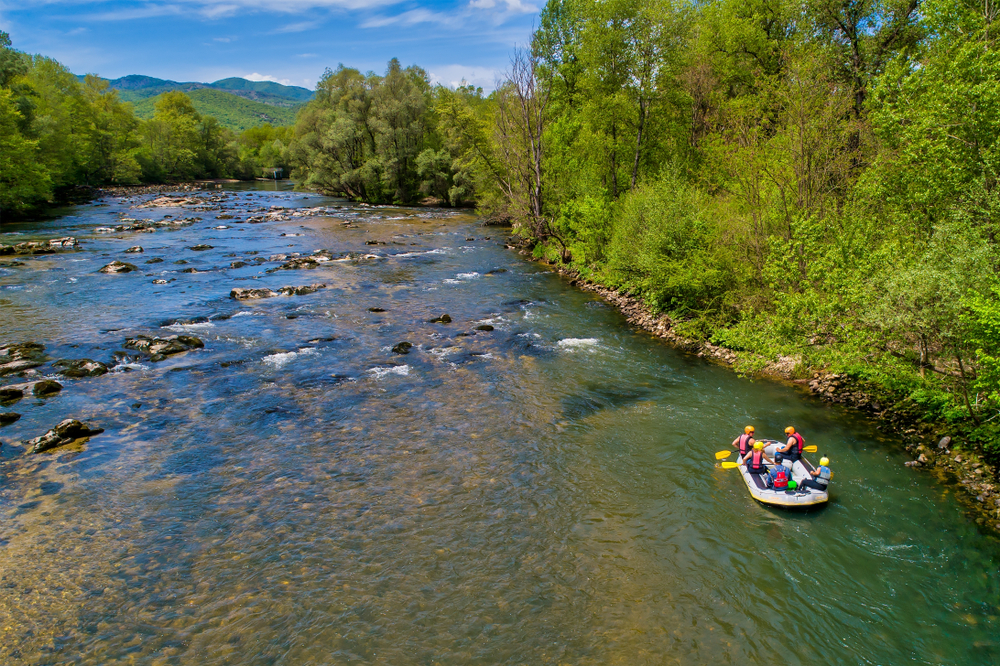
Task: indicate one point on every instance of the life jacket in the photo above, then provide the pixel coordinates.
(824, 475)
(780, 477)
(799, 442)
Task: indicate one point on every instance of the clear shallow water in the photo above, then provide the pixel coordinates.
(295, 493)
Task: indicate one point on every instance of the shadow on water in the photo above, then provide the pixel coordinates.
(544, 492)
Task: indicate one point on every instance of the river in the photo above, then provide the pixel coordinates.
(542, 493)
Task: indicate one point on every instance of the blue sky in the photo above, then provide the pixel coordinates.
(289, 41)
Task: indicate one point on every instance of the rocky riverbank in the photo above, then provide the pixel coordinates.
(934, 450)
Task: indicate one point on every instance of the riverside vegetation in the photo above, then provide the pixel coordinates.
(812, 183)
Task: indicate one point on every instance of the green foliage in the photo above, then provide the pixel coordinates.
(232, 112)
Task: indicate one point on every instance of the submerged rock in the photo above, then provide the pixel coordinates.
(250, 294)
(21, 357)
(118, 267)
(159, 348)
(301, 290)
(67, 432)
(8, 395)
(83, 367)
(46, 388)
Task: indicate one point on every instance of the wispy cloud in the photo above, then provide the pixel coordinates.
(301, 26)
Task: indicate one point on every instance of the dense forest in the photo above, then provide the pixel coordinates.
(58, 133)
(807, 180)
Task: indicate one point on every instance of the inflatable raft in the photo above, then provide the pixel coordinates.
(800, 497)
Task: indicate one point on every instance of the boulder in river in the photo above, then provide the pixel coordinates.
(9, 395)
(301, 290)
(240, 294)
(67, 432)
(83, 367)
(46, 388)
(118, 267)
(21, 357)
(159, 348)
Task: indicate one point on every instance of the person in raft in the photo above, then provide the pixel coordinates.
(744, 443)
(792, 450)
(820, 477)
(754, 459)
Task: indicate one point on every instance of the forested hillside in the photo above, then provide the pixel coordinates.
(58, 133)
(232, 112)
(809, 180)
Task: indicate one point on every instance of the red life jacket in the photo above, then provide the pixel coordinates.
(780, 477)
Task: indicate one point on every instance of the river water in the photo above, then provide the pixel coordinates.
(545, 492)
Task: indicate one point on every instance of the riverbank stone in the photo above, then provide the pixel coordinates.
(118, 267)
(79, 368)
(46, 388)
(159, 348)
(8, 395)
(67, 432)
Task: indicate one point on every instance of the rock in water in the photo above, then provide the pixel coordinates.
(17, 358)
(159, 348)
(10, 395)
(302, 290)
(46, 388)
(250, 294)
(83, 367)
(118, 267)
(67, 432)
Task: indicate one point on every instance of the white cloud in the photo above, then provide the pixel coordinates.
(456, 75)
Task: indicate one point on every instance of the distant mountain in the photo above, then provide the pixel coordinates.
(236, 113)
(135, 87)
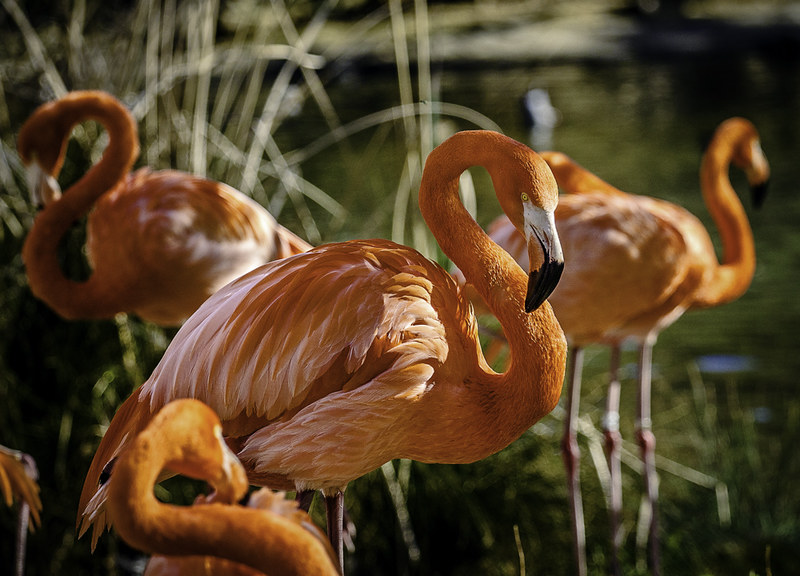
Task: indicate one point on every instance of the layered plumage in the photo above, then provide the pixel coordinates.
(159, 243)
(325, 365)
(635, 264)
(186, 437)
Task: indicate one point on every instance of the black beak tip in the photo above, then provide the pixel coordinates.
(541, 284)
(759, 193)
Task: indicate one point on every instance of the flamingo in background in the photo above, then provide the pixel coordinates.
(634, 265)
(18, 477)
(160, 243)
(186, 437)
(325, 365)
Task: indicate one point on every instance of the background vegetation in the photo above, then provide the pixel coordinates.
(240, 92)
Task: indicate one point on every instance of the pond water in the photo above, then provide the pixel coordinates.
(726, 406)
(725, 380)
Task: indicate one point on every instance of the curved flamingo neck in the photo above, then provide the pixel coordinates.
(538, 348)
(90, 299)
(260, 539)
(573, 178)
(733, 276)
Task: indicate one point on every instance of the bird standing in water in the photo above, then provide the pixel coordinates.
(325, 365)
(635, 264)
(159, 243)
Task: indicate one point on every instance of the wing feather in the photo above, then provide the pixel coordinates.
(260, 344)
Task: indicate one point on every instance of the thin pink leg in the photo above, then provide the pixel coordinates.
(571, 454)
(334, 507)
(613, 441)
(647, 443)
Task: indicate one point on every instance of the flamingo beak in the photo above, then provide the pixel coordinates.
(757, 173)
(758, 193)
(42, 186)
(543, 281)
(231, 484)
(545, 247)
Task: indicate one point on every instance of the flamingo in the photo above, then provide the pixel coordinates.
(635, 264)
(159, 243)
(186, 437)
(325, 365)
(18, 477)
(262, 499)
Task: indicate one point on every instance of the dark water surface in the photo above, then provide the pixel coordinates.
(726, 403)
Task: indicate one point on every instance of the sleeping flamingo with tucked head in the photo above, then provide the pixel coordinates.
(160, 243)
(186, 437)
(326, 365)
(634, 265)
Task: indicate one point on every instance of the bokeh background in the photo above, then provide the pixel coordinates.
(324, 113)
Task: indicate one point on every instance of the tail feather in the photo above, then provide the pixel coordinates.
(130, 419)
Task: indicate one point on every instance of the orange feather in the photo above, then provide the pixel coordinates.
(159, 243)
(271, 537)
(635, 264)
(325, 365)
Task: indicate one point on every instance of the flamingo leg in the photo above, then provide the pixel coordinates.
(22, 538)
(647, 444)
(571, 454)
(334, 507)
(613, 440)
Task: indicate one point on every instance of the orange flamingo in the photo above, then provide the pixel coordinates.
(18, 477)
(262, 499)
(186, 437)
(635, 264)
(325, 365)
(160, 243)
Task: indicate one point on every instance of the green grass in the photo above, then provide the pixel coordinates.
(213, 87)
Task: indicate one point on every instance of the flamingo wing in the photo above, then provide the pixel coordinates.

_ _ _ _ _ _ _

#### TASK TO CARRY OUT
Will you set down the records word for word while leaving out every picture?

#### TASK ANSWER
Task: indicate one point on every instance of the life jacket in the photo above, then provide the pixel coordinates.
(824, 475)
(780, 477)
(799, 442)
Task: indicate one point on every instance of the clear shallow water in the photo above, then provide the pixel coordinates.
(295, 493)
Task: indicate one point on every instance of the shadow on water in the photo above, then provide the pixel coordinates.
(544, 492)
Task: indicate one point on every instance of the river in the photo above, then provide the pixel coordinates.
(542, 493)
Task: indicate one point on every instance of the blue sky in the photo above, then provide the pixel coordinates.
(289, 41)
Task: indicate one point on every instance of the rocky riverbank in the photo above, then provide the pixel coordinates.
(934, 450)
Task: indicate one point on every instance of the riverside vegetation in the photo above, then provide the pixel coordinates.
(812, 183)
Task: indicate one point on every instance of the green foliage in the photo above, then provide the pixel coordinates.
(232, 112)
Task: indicate one point on every instance of the submerged rock in the photo above, then provide the pixel coordinates.
(250, 294)
(21, 357)
(118, 267)
(159, 348)
(301, 290)
(67, 432)
(8, 395)
(83, 367)
(46, 388)
Task: indicate one point on every instance of the wispy cloud in the photo above, then provide the pixel coordinates.
(301, 26)
Task: indicate one point on every instance of the dense forest in the photo above, then provide the pixel coordinates.
(58, 133)
(807, 180)
Task: indicate one point on every instance of the inflatable raft in the photo above, then provide the pixel coordinates.
(800, 497)
Task: indicate one point on every instance of the boulder in river in the photo above, then provide the pixel coordinates.
(9, 395)
(301, 290)
(240, 294)
(67, 432)
(83, 367)
(46, 388)
(118, 267)
(21, 357)
(159, 348)
Task: indicate one point on every instance of the person in raft in the photo above, then provide the pixel coordinates.
(744, 443)
(792, 450)
(820, 477)
(754, 459)
Task: indicate one point on every instance of the forested hillside in the photo above, then provide the pixel coordinates.
(58, 133)
(232, 112)
(809, 180)
Task: indicate one point on every instance of the red life jacket in the photo above, then provide the pixel coordinates.
(780, 477)
Task: indicate one point on every instance of the river water in the photo above, then provide the pixel coordinates.
(545, 492)
Task: indicate one point on every instance of the riverbank stone in the photo above, then provide the pixel coordinates.
(118, 267)
(79, 368)
(46, 388)
(159, 348)
(8, 395)
(67, 432)
Task: indicate one point on every instance of the rock in water in the photo above, then provide the pixel coordinates.
(17, 358)
(159, 348)
(10, 395)
(302, 290)
(46, 388)
(250, 294)
(83, 367)
(118, 267)
(67, 432)
Task: indicate one point on every instance of the white cloud in the photo above, then provide the pixel coordinates.
(456, 75)
Task: indicate one point on every instance of the distant mountain in the photo above, then provide the pixel coordinates.
(236, 113)
(135, 87)
Task: indicate one point on every instance of the layered plumage in the photo above, then provide the pixel coordinates.
(159, 243)
(325, 365)
(635, 264)
(186, 437)
Task: indicate one point on every instance of the black beak tip in the photo above, then provide the pixel coordinates.
(541, 284)
(759, 193)
Task: indicate one point on every instance of the flamingo in background in the photo above, then provide the pixel coordinates.
(634, 265)
(18, 477)
(160, 243)
(186, 437)
(325, 365)
Task: indicate one point on every instance of the background vegetation in the photo above, then provide the pixel coordinates.
(240, 92)
Task: indicate one point on every instance of the pond water in the photo above, then provide the pixel coordinates.
(726, 406)
(725, 380)
Task: indicate one point on every instance of the curved flamingo neck in the photo above, then provide the pixel coordinates.
(538, 348)
(90, 299)
(260, 539)
(573, 178)
(733, 276)
Task: indicate one point on every instance of the bird standing in water in the photo above, then provide the pixel coordinates.
(325, 365)
(635, 264)
(159, 243)
Task: indicate one point on every instance of the wing feather in the photo above, then provide the pixel coordinates.
(260, 344)
Task: indicate one point on every instance of the thin pink leg in the photo above, then provide the pixel coordinates.
(571, 454)
(334, 507)
(613, 441)
(647, 443)
Task: indicate one point on every instance of the flamingo beak in the photo above, then provide the pixel coordinates.
(757, 173)
(758, 193)
(42, 186)
(543, 281)
(231, 484)
(545, 247)
Task: indicate one point on every instance of the flamingo in the photo above, then provide the pixel coordinates.
(635, 264)
(159, 243)
(186, 437)
(325, 365)
(18, 477)
(262, 499)
Task: indicate one point on every instance of the dark water surface in the photo above, then provide the pixel coordinates.
(726, 403)
Task: indicate one point on every instance of the sleeping flamingo with tucked head in the photo above, then provide the pixel coordinates.
(160, 243)
(186, 437)
(326, 365)
(634, 265)
Task: indicate one point on every instance of the bokeh background in the photo above, then provide the pixel coordinates.
(324, 113)
Task: indicate one point on every instance of the tail feather in the photo above, then provide the pixel coordinates.
(130, 419)
Task: indicate one point on every instance of the orange feather in the photo above, then provide the pixel coordinates.
(159, 243)
(271, 537)
(635, 264)
(325, 365)
Task: indicate one point on every instance of the flamingo leg in the photo above, then provide the pixel coordinates.
(22, 538)
(647, 444)
(571, 454)
(334, 507)
(613, 440)
Task: indicate one point on every instance of the orange flamingo in the photo above, then provide the pixel coordinates.
(18, 477)
(262, 499)
(186, 437)
(635, 264)
(325, 365)
(160, 243)
Task: indicate one point on every instance of the green grass in the photo above, then provide the pixel coordinates.
(213, 87)
Task: indicate one point on every instance of the flamingo wing in the photo above, then provide the pixel coordinates.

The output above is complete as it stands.